● What to produce:
Copy out, from the entries below, each line holding the string "black".

________________

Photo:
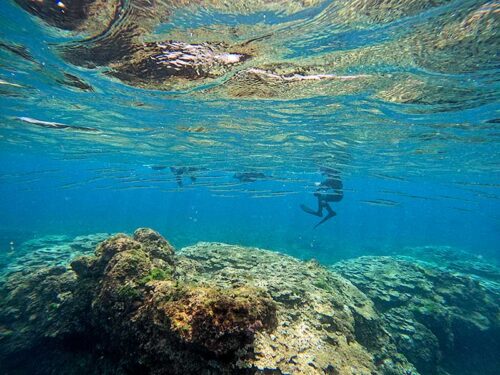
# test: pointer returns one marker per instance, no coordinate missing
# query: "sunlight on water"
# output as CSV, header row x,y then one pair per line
x,y
320,129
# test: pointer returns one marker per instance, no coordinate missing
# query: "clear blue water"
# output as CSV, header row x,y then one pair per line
x,y
412,135
231,121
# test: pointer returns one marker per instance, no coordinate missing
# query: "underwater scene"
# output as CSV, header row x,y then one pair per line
x,y
249,187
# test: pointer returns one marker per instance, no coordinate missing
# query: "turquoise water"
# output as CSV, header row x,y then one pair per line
x,y
413,132
234,121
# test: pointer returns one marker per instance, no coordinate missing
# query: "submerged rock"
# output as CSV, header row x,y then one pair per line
x,y
443,322
137,307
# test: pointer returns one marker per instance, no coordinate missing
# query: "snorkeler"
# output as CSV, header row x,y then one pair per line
x,y
329,190
179,172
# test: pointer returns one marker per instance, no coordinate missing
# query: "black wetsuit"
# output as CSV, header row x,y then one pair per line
x,y
330,190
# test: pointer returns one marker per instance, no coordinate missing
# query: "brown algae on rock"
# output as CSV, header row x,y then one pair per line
x,y
137,307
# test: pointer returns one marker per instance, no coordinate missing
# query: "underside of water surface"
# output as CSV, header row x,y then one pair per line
x,y
321,179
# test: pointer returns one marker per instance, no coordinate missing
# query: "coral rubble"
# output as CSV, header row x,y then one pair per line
x,y
137,307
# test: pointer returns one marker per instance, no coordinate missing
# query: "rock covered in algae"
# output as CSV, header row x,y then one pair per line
x,y
127,302
137,307
443,322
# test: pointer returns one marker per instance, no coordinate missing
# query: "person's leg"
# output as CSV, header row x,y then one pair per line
x,y
329,215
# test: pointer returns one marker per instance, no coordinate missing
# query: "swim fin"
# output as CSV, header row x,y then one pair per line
x,y
327,217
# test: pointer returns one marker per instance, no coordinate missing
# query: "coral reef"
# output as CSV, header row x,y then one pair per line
x,y
434,315
48,251
137,307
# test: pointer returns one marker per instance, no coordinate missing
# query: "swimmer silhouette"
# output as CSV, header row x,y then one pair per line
x,y
329,190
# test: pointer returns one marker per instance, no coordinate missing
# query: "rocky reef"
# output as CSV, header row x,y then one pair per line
x,y
135,306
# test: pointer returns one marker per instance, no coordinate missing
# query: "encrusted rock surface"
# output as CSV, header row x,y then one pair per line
x,y
137,307
444,322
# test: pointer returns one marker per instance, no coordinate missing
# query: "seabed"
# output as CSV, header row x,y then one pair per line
x,y
134,305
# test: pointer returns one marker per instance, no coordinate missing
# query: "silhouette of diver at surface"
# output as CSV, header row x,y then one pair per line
x,y
329,190
179,172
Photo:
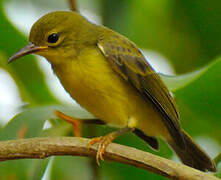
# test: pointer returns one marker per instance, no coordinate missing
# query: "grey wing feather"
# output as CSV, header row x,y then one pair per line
x,y
126,59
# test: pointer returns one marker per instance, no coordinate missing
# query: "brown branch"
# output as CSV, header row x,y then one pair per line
x,y
39,148
72,5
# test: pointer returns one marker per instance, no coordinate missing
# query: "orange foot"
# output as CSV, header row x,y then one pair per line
x,y
76,123
103,141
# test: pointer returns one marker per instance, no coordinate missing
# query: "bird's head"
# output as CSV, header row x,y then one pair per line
x,y
55,36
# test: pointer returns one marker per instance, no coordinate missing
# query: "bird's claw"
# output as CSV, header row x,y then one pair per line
x,y
103,141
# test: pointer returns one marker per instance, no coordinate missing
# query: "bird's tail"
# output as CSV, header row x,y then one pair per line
x,y
193,155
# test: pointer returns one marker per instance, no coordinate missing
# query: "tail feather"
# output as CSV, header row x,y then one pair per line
x,y
193,155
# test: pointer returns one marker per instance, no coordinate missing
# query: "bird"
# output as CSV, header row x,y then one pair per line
x,y
108,75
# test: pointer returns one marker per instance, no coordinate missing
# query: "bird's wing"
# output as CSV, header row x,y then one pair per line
x,y
126,59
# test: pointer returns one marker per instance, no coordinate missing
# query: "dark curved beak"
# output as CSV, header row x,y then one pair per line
x,y
30,48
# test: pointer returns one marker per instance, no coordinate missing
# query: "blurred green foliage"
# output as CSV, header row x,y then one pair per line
x,y
186,32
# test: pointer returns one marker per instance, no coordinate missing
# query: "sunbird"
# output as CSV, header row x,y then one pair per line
x,y
109,76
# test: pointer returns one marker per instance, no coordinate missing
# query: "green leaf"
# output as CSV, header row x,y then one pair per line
x,y
178,82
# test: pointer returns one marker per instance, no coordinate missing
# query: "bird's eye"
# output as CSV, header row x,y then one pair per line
x,y
53,38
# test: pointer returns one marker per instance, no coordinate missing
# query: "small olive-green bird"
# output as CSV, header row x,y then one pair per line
x,y
108,76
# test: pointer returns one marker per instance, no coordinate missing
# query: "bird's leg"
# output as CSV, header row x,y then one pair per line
x,y
76,123
104,141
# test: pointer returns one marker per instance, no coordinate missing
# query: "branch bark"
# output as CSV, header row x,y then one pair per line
x,y
40,148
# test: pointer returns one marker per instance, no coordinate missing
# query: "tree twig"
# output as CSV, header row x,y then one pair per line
x,y
73,5
40,148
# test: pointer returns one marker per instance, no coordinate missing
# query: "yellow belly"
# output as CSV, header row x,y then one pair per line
x,y
91,81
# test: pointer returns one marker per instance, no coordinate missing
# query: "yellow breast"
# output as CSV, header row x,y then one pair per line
x,y
92,82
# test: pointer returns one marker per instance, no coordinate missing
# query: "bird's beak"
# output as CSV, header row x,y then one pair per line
x,y
30,48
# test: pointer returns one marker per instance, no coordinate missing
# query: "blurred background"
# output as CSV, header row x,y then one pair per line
x,y
176,37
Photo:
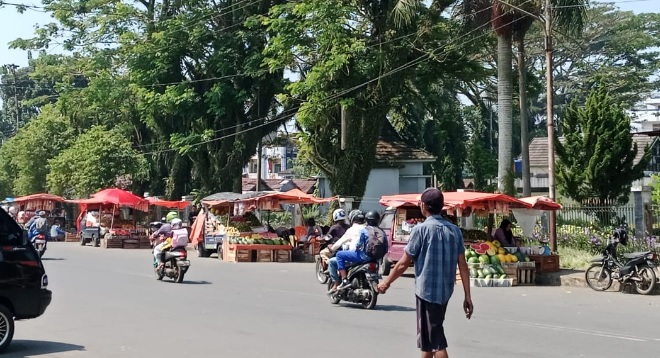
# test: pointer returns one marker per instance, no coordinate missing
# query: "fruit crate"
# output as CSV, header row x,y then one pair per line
x,y
480,282
282,255
264,255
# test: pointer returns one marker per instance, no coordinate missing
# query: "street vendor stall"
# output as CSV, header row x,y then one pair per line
x,y
52,204
483,255
111,218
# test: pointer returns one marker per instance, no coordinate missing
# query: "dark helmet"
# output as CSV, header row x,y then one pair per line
x,y
356,217
621,234
373,218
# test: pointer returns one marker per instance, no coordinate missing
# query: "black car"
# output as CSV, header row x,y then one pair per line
x,y
23,279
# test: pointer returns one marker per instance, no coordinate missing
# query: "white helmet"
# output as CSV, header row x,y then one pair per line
x,y
338,215
176,222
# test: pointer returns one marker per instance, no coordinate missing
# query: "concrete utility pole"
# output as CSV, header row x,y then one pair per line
x,y
550,121
12,67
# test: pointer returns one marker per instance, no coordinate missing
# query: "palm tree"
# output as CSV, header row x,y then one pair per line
x,y
568,16
509,18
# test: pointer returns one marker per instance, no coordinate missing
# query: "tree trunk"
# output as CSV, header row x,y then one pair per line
x,y
505,109
524,120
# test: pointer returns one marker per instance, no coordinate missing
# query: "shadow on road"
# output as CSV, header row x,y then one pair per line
x,y
22,348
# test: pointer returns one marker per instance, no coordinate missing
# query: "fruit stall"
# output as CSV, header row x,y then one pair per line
x,y
114,217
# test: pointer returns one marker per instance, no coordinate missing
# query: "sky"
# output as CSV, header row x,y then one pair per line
x,y
15,25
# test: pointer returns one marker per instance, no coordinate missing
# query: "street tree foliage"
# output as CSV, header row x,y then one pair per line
x,y
596,161
94,161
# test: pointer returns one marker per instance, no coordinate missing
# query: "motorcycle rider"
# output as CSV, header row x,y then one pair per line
x,y
347,242
360,253
39,226
161,249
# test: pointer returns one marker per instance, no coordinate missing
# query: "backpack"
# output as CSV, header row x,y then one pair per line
x,y
179,238
377,243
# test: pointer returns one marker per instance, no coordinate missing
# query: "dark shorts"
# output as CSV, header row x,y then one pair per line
x,y
430,332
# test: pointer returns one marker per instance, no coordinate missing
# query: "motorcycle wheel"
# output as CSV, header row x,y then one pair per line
x,y
334,298
648,284
179,275
320,276
594,272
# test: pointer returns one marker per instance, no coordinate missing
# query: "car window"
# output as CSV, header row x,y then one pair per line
x,y
10,232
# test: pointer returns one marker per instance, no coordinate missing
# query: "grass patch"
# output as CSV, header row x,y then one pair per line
x,y
574,259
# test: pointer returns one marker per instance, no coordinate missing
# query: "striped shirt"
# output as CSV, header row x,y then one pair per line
x,y
434,246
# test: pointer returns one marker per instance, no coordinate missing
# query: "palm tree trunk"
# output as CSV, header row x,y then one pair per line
x,y
524,120
505,110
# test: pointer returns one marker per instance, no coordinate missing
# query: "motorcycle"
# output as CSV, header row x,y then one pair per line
x,y
364,286
39,244
322,274
176,265
638,269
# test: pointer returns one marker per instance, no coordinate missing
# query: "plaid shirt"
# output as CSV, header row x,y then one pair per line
x,y
434,246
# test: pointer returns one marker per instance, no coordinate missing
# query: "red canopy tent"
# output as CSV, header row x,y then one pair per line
x,y
542,203
41,201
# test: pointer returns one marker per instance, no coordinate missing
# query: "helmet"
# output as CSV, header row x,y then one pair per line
x,y
176,222
338,215
373,218
356,217
171,216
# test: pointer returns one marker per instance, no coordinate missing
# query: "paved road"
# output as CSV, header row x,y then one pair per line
x,y
107,304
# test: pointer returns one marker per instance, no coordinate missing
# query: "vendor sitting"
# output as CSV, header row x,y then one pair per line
x,y
504,235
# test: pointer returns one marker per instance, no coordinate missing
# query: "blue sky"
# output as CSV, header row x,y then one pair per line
x,y
15,25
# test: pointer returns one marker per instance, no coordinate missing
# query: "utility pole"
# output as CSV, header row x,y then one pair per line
x,y
550,121
12,67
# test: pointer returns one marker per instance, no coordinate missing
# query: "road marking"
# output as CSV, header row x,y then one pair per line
x,y
579,330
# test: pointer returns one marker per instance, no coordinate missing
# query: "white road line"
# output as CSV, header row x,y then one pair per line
x,y
579,330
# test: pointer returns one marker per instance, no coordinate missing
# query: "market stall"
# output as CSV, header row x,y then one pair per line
x,y
112,218
51,204
490,264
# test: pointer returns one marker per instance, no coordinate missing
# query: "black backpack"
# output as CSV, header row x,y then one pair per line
x,y
377,243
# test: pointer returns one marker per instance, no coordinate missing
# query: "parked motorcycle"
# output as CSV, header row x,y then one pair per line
x,y
322,274
364,286
175,267
40,244
638,268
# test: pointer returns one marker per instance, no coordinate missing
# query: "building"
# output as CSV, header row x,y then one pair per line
x,y
399,169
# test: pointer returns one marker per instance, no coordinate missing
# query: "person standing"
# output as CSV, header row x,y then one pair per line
x,y
436,247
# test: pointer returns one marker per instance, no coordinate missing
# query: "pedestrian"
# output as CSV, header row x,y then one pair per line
x,y
436,247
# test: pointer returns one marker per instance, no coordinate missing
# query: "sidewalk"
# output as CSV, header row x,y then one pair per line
x,y
575,278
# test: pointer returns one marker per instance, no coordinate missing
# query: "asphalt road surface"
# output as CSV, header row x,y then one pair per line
x,y
106,303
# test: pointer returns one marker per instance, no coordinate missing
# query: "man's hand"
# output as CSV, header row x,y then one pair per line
x,y
382,287
468,307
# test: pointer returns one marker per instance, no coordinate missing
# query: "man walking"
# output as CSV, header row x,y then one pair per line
x,y
436,246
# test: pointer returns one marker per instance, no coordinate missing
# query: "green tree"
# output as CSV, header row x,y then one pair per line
x,y
94,161
355,54
25,156
596,159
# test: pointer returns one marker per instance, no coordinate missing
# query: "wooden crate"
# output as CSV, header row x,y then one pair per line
x,y
282,255
69,237
544,264
265,255
112,244
526,276
131,244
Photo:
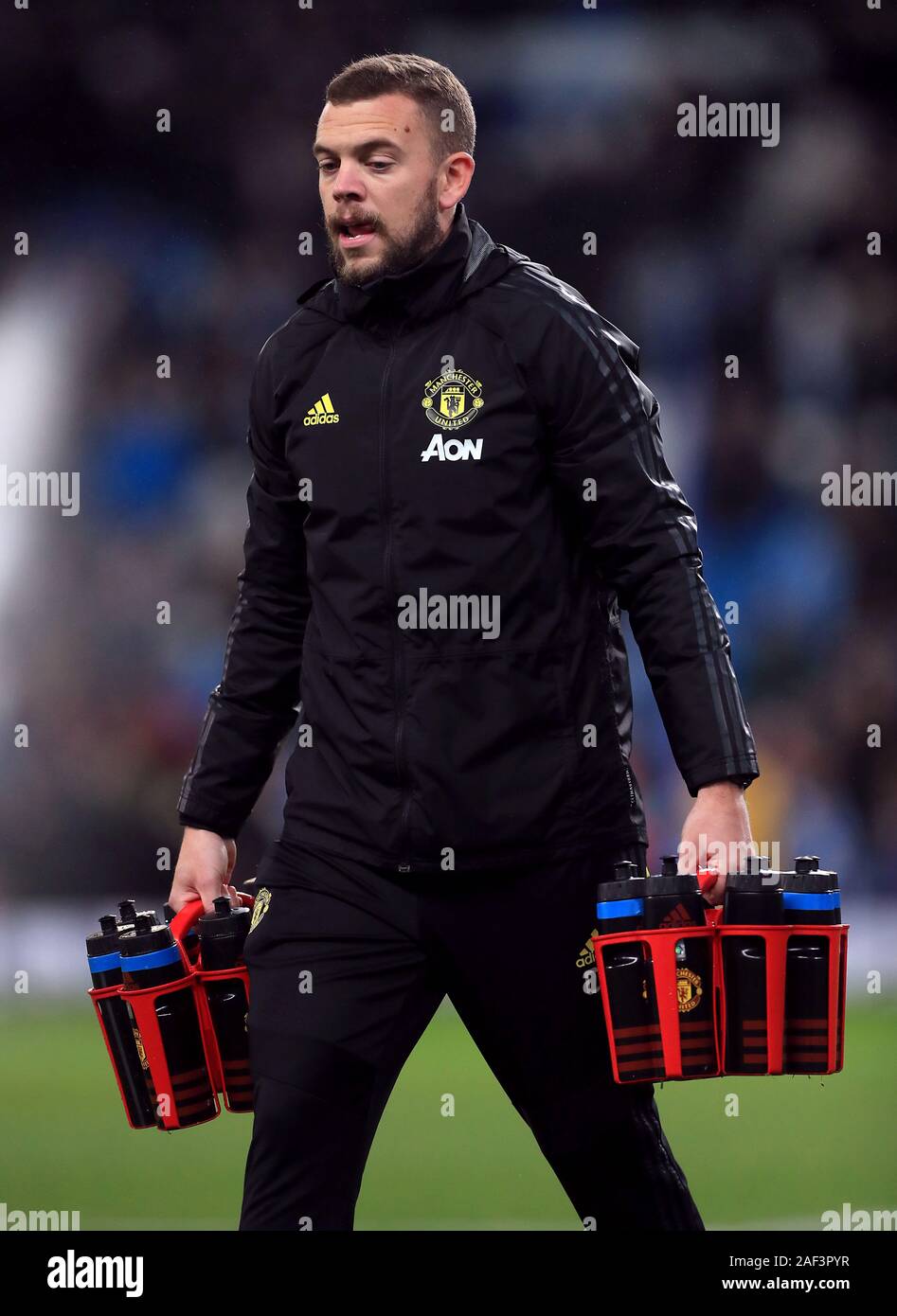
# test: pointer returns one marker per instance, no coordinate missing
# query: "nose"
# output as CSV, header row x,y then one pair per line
x,y
347,185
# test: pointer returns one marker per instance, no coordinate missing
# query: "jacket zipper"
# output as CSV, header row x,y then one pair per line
x,y
398,664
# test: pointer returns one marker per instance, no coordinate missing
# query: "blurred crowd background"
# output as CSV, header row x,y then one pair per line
x,y
185,243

________________

● Your response:
# query: "black wetsuit"
# query: "black car"
# query: "black backpack"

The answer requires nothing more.